ARBEITSAUFTRAG A:
Beantworte anhand des Interviews zum Eichenprozessionsspinner kurz diese Fragen:
(i) Zu welchem Facharzt sollte man laut Text am besten gehen, wenn man Haare eingeatmet hat?
(ii) Was sollte man nach einem Kontakt mit den Haaren auf keinen Fall tun?
(iii) Nach wie vielen Tagen sollten alle Beschwerden abgeklungen sein?
ARBEITSAUFTRAG B: Gib den Abschnitt des Interviews zum Eichenprozessionsspinner wortgetreu wieder, der mit den Worten „Bei direktem Hautkontakt“ beginnt und mit „lebensbedrohlich sein können.“ endet.
ARBEITSAUFTRAG C: Schreib das Interview über den Eichenprozessionsspinner im Anschluss an seinen letzten Satz weiter.

LESETEXT:
Doktor Ulf-Reiner Frenzel, Oberarzt der Dermatologie am Potsdamer Klinikum ernst von Bergmann über die gesundheitlichen Risiken durch den Eichenprozessionsspinner und geeignete Gegenmaßnahmen.

Herr Frenzel, wie gefährlich ist der Eichenprozessionsspinner für Menschen?

Bei direktem Hautkontakt gibt es fast obligatorisch eine Reaktion, egal ob jemand Allergiker ist oder nicht. Das liegt an dem Gift in den Brennhaaren. In der Regel ist das für das Allgemeinbefinden sehr unangenehm, weil es einen starken Juckreiz gibt, lebensgefährlich ist es aber nicht. Wenn man die Haare aber einatmet, kann das bei Allergikern schwerere Reaktionen auslösen – von Asthma bis zum Schock – die auch lebensbedrohlich sein können.

Wie kann man sich schützen?

Das geht nur, wenn man jeglichen Kontakt mit den Haaren der Raupen vermeidet. Das ist aber schwierig, weil die Haare auch durch die Luft fliegen. Auf jeden Fall sollte man Eichenwälder meiden, weil da die Gefahr eines Kontaktes am größten ist.

Was muss man im Falle eines Kontaktes tun?

Am besten sofort duschen, denn damit werden die Haare weitgehend von der Haut gespült. Auf keinen Fall sollte man reiben, denn sonst werden die Haare in die Haut eingerieben. Sie setzen sich mit ihren Widerhaken fest und können das Gift freisetzen.

Sollte man zum Arzt gehen?

Im Allgemeinen ist keine ärztliche Hilfe nötig. Es reicht, wenn man die Reizung leicht kühlt. Allergiker sollten sich in der Apotheke ein Antiallergikum besorgen. Gegen den Ausschlag helfen auch Cortisoncremes, deren leichte Varianten man freiverkäuflich in der Apotheke erhält. Wenn man Haare einatmet, sollte man aber zum Arzt gehen, am besten zu einem Pulmologen, einem Lungenarzt.

Wie lange dauert die Genesung?

Der Juckreiz hält relativ lange an. In den ersten fünf bis sieben Tagen tritt er am stärksten auf, danach geht er zurück. Nach 14 Tagen sollten alle Beschwerden abgeklungen sein. Bei einer Behandlung kann das etwas abgemildert werden.

EXTRAHIERTE ANGABEN:
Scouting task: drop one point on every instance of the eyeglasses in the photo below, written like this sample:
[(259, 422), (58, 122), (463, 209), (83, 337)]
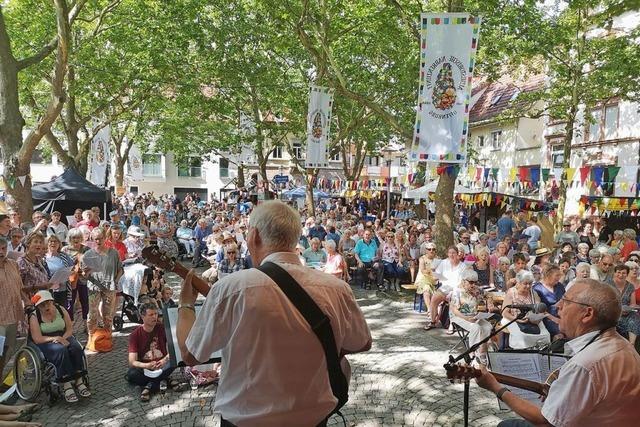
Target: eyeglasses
[(565, 300)]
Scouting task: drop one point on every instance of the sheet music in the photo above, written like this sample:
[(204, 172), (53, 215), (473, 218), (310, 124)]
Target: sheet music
[(526, 365)]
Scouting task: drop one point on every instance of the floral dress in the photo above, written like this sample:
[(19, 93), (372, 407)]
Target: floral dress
[(166, 244)]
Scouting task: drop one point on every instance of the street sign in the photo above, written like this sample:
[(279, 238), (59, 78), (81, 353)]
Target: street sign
[(281, 179)]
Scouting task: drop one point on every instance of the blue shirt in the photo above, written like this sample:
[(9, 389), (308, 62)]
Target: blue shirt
[(505, 227), (366, 252), (550, 299)]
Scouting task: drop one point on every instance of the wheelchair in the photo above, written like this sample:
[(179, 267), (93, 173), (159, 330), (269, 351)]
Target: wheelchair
[(34, 374)]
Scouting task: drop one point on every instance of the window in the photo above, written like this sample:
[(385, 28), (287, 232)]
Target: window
[(496, 137), (603, 124), (594, 125), (277, 152), (224, 168), (152, 164), (372, 161), (190, 167), (611, 122), (557, 156), (297, 150)]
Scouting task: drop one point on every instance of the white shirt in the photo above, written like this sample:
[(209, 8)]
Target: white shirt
[(275, 372), (598, 386), (450, 277)]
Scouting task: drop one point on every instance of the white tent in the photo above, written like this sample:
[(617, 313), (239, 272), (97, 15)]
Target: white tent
[(424, 191)]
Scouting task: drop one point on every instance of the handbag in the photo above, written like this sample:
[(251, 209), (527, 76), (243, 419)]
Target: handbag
[(320, 325)]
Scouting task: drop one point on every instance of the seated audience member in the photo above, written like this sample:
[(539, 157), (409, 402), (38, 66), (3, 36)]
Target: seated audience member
[(185, 236), (629, 323), (148, 356), (166, 299), (231, 261), (464, 308), (314, 254), (335, 265), (600, 384), (51, 329), (523, 333), (550, 291)]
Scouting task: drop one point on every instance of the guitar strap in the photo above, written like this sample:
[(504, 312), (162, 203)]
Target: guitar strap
[(320, 325)]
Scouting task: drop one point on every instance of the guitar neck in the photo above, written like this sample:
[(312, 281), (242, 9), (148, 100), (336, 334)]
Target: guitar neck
[(533, 386), (197, 282)]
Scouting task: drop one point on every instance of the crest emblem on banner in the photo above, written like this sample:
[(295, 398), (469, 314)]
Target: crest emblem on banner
[(100, 152), (317, 125)]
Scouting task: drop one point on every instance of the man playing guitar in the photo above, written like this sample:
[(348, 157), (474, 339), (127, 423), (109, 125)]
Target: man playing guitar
[(600, 384)]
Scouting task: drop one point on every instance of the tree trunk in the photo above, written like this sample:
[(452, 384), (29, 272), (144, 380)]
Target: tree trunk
[(566, 163), (445, 212), (11, 124), (240, 178), (310, 203)]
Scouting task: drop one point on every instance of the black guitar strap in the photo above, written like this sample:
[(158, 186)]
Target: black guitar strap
[(320, 325)]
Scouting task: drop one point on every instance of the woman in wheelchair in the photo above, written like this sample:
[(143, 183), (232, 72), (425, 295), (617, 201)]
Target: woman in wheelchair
[(50, 328)]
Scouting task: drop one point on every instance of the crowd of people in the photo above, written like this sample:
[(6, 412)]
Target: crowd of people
[(487, 268)]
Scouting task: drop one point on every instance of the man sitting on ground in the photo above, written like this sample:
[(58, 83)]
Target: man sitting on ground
[(148, 357)]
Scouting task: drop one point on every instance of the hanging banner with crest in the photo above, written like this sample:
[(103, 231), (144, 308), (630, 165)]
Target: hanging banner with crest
[(135, 163), (318, 126), (100, 157), (447, 56)]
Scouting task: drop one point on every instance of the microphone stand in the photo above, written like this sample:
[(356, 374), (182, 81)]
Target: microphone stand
[(467, 358)]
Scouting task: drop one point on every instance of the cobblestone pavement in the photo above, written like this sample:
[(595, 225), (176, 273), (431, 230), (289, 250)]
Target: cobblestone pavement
[(399, 382)]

ERGEBNIS A:
(i) Zu einem Pulmologen, einem Lungenarzt.
(ii) Reiben.
(iii) Nach 14 Tagen.

ERGEBNIS B:
Bei direktem Hautkontakt gibt es fast obligatorisch eine Reaktion, egal ob jemand Allergiker ist oder nicht. Das liegt an dem Gift in den Brennhaaren. In der Regel ist das für das Allgemeinbefinden sehr unangenehm, weil es einen starken Juckreiz gibt, lebensgefährlich ist es aber nicht. Wenn man die Haare aber einatmet, kann das bei Allergikern schwerere Reaktionen auslösen – von Asthma bis zum Schock – die auch lebensbedrohlich sein können.

ERGEBNIS C:
Können Schäden zurückbleiben?

Das klinische Bild ist da relativ bunt. Bei den meisten bilden sich auf der Haut Quaddeln oder Papeln, also Pickel und Bläschen, die sich beim Kratzen infizieren können. Das Kratzen sollte man also vermeiden, sonst können Narben bleiben. Im Allgemeinen heilt die Haut aber ohne Narben ab.

Kann man seine Kinder überhaupt noch gefahrlos zum Spielen auf die Wiese schicken?

Auf die Wiesen schon, aber nicht in Eichenwälder. Am besten erkundigt man sich vor einem Waldspaziergang bei den zuständigen Behörden, etwa beim Forstamt, ob der Wald befallen sein könnte. Selbst, wenn es keine Nester gibt, können noch Haare aus dem vergangenen Jahr herumliegen, denn das Gift wird auch durch Kälte nicht abgetötet.

Sind Kinder besonders gefährdet?

Nein, es sei denn sie entwickeln ein allergisches Asthma. Dies kann jedoch bei älteren Menschen, Menschen mit Vorerkrankungen sowie Kleinkindern und Säuglingen häufiger sein.

Die Fragen stellte Peer Straube

Doktor Ulf-Reiner Frenzel ist Hautarzt, 48 Jahre alt und seit 14 Jahren Oberarzt der Dermatologischen Klinik im kommunalen Klinikum „Ernst von Bergmann“.